Every entry in the following data should be output exactly.

(RECORD SET Opens)

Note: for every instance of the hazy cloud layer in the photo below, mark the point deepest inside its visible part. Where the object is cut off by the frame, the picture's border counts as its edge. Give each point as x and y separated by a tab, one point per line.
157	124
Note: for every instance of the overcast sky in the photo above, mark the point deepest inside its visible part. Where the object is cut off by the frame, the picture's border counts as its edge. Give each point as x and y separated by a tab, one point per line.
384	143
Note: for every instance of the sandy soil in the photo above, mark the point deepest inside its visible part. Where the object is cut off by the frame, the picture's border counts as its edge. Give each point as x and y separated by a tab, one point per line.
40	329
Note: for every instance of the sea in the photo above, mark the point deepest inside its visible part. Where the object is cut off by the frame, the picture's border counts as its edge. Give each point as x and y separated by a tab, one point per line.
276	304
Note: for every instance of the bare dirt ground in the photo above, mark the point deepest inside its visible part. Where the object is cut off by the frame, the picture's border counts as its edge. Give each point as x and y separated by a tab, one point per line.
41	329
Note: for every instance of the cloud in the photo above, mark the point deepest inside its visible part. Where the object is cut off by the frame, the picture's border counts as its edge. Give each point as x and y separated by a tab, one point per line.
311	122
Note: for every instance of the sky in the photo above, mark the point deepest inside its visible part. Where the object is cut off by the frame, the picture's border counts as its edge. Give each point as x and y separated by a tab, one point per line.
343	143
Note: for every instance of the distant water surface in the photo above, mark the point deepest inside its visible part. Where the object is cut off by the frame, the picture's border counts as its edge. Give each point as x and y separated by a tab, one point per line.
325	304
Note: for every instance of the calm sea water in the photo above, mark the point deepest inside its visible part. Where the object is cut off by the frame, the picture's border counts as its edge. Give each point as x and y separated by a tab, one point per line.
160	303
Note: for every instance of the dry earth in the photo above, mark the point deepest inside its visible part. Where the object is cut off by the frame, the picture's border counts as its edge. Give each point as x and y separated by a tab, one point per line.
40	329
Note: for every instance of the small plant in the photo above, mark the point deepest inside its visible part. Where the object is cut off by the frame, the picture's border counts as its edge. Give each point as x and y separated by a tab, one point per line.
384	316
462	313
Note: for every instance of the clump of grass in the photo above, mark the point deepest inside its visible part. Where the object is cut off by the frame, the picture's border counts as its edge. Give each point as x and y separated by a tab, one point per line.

(RECORD SET Closes)

## ANSWER FOR THIS EXERCISE
Note: for every instance of the hazy cloud layer in the photo below, mark the point deepest inside its visible part. Where the object is cut off by the frame, the picture's border counts as its edge. Give each point as x and y separated by a tab, one point per line.
157	124
Note: for every instance of the overcast sky in the photo above, mark the point deepest inside its visible part. Where the object is cut off by the frame, the picture's border counts as its edge. Give each point as x and y separated by a tab, one point per line.
384	143
Note: for every instance of the sandy soil in the photo above, mark the point deepest inside its visible part. Where the object is cut off by the frame, the picture's border counts as its edge. Give each point as x and y separated by a tab, one point per line.
40	329
Note: for every instance of the sea in the photo above, mark the point deepest inside its visible part. Where the object is cut off by the frame, the picture's border counts as its edge. Give each point as x and y separated by a tab, one point per line.
276	304
Note: for every instance of the bare dirt ground in the photo above, mark the point deepest inside its visible part. Where the object is cut off by the frame, the picture's border counts as its edge. Give each point as x and y separated by a tab, one point per line.
41	329
Note: for every instance of the cloud in the photo above, mark the point deepest inside its visible part. Where the object is cut off by the frame, the picture's border counts as its edge. Give each point as x and y separated by a tab, one point per line.
311	122
Note: for every instance of the sky in the photo above, mark the point deepest inside its visible part. Where the object is cut off by the frame, the picture's border counts as its edge. Give each point as x and y separated by a tab, one point per line.
343	143
Note: for every instance of the distant water surface in the photo above, mark the point deepest inside its visible part. Where the object is cut off by the frame, the picture's border counts as its edge. Give each point as x and y separated by a tab, one point per line.
325	304
Note: for every instance of the calm sea water in the photo above, mark the point deepest inside its visible part. Where the object is cut off by the frame, the picture's border counts as its edge. Give each point as x and y separated by a tab, one point per line.
160	303
Note: for every instance of the dry earth in the photo above, mark the point deepest inside its visible part. Where the object is cut off by the frame, the picture's border counts as its edge. Give each point as x and y separated by a tab, one point per line.
40	329
Note: for every instance of the small plant in the photo above, mark the point deepest inside its visible part. Where the object is cut off by the frame, the picture's border counts as its edge. Give each point as x and y separated by a tab, one point per line.
384	316
462	313
Note: for every instance of the clump of grass in the photo above, mark the point deepest inside its visible part. Where the object is cut off by the frame, the picture's border counts as its edge. Give each point as x and y separated by a tab, one point per line.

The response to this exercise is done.